SECTION TEXTE:
"""
26 octobre 2019

Luc Baranger, L'Extravagant Monsieur Parker : un drôle de pistolet

Luc Baranger se présente lui-même sur la page d'accueil de son site comme "Écrivain - Traducteur - Parolier - Nègre" . Né dans le Maine-et-Loire, il a posé ses valises au Québec après avoir parcouru le monde au gré de son inspiration, des vents du moment et avoir exercé les métiers les plus inattendus. Romancier et traducteur prolifique, il avoue une dévotion particulière pour JJ Cale. Un homme qui aime JJ Cale ne peut pas être mauvais...

La narratrice du roman s'appelle Abigail McLaughlin. Au moment où elle écrit, elle a réussi une belle carrière d'historienne, et, écrit-elle, "la mort a pour moi toute la délicatesse du gandin qui sait y faire avec les femmes". En écrivant cette histoire, elle tient la promesse faite à LeRoy Parker : ne la révéler qu'à la veille de sa propre mort. Son récit commence en 1949. Elle à 13 ans et vit avec sa mère Maureen, son père Sean, rendu invalide par un terrible accident du travail, et son frère aîné Shane à Albuquerque. Sean ne peut plus travailler, aussi est-ce Maureen qui fait bouillir la marmite en s'occupant de personnes âgées. Un emploi qu'elle a obtenu de haute lutte, n'hésitant pas à tricher un peu sur ses compétences en espagnol et à faire pression sur le maire. On l'a compris, Maureen n'est pas femme à se laisser marcher sur les pieds.

Parmi ses clients, un certain LeRoy Parker, chez qui elle va une fois par semaine. Quatre-vingt-dix ans au compteur, l'homme vit avec son chien Chico dans une petite maison d'adobe en limite de la ville. Ce vieux solitaire un brin misanthrope finit par accepter la présence de Maureen, et même par l'apprécier. A tel point qu'une fois par mois, elle le conduit à la banque et déjeune avec lui au restaurant, ce qui ne fait pas vraiment partie de sa mission. La conversation tourne autour de banalités : M. Parker n'est pas du genre bavard, Maureen non plus, c'est sans doute pour cela qu'ils s'entendent bien... Jusqu'au jour où M. Parker n'est pas comme d'habitude : visiblement, il est en rogne... D'ailleurs, en arrivant, Maureen le trouve sur le pas de sa porte, ce qui n'arrive jamais. LeRoy Parker vient d'écouter la radio : un certain Brushy Bill Roberts prétend être Billy le Kid. Ce fameux bandit dont l'histoire officielle rapporte qu'il aurait été abattu par le sheriff Pat Garrett en juillet 1881à Fort Sumner, à l'âge probable de 22 ans. Nous sommes en 1949, il aurait donc 90 ans. Pourquoi cette nouvelle met-elle en rage LeRoy Parker ? Parce que, selon lui, Billy le Kid, c'est lui, et certainement pas ce freluquet de Brushy Bill Roberts... LeRoy Parker, alias Billy le Kid, en cavale depuis la date de sa prétendûment mort. Ça énerve, on comprend.
"""
EXERCICE 1: Recopiez les lignes des données depuis leur début jusqu'à la ligne contenant « top-left (580, 0), bottom-right (604, 373) », celle-ci comprise, en omettant les images.
L'article et les données proviennent de sources distinctes.

Liste des données
"""
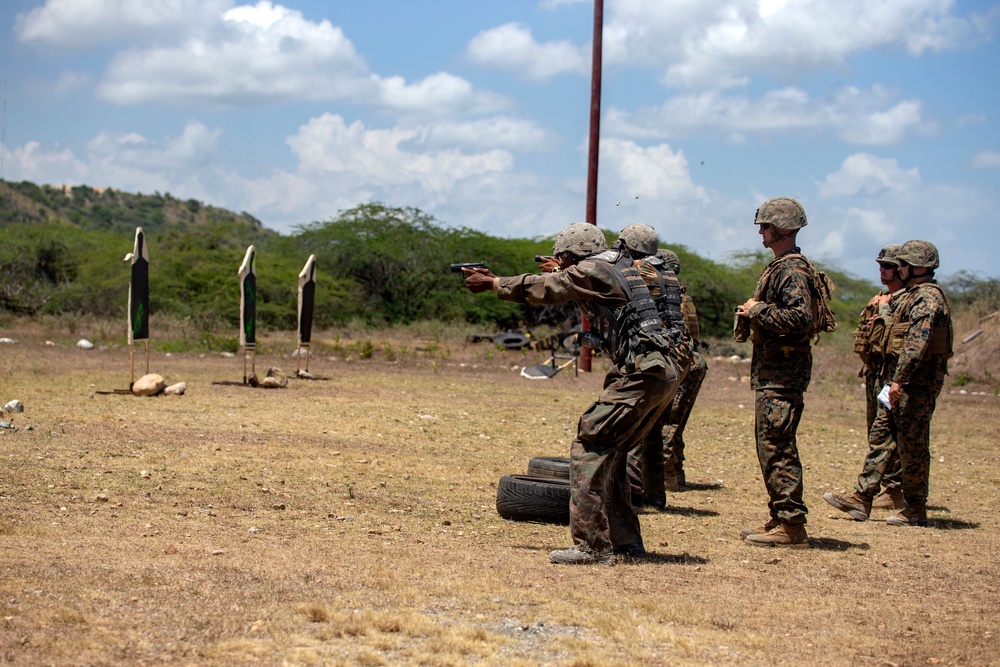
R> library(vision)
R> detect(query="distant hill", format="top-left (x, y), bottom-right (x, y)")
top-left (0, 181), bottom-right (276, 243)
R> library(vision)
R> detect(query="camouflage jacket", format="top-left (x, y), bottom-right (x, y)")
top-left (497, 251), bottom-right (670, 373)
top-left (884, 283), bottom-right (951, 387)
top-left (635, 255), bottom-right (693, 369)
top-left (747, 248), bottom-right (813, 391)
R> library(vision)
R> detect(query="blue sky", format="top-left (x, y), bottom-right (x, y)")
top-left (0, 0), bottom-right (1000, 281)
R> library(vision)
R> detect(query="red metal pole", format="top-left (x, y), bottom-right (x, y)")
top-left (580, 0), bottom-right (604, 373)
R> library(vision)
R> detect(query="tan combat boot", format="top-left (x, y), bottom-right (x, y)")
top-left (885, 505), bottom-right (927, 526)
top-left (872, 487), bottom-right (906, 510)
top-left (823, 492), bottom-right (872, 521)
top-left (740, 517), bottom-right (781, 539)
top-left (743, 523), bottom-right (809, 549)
"""
EXERCICE 2: D'après l'article, en quelle année commence le récit d'Abigail McLaughlin ?

RÉPONSE COMPLÈTE 1:
R> library(vision)
R> detect(query="distant hill", format="top-left (x, y), bottom-right (x, y)")
top-left (0, 181), bottom-right (276, 243)
R> library(vision)
R> detect(query="camouflage jacket", format="top-left (x, y), bottom-right (x, y)")
top-left (497, 251), bottom-right (670, 373)
top-left (884, 283), bottom-right (951, 387)
top-left (635, 255), bottom-right (693, 369)
top-left (747, 248), bottom-right (813, 391)
R> library(vision)
R> detect(query="blue sky", format="top-left (x, y), bottom-right (x, y)")
top-left (0, 0), bottom-right (1000, 281)
R> library(vision)
R> detect(query="red metal pole", format="top-left (x, y), bottom-right (x, y)")
top-left (580, 0), bottom-right (604, 373)

RÉPONSE COMPLÈTE 2: En 1949.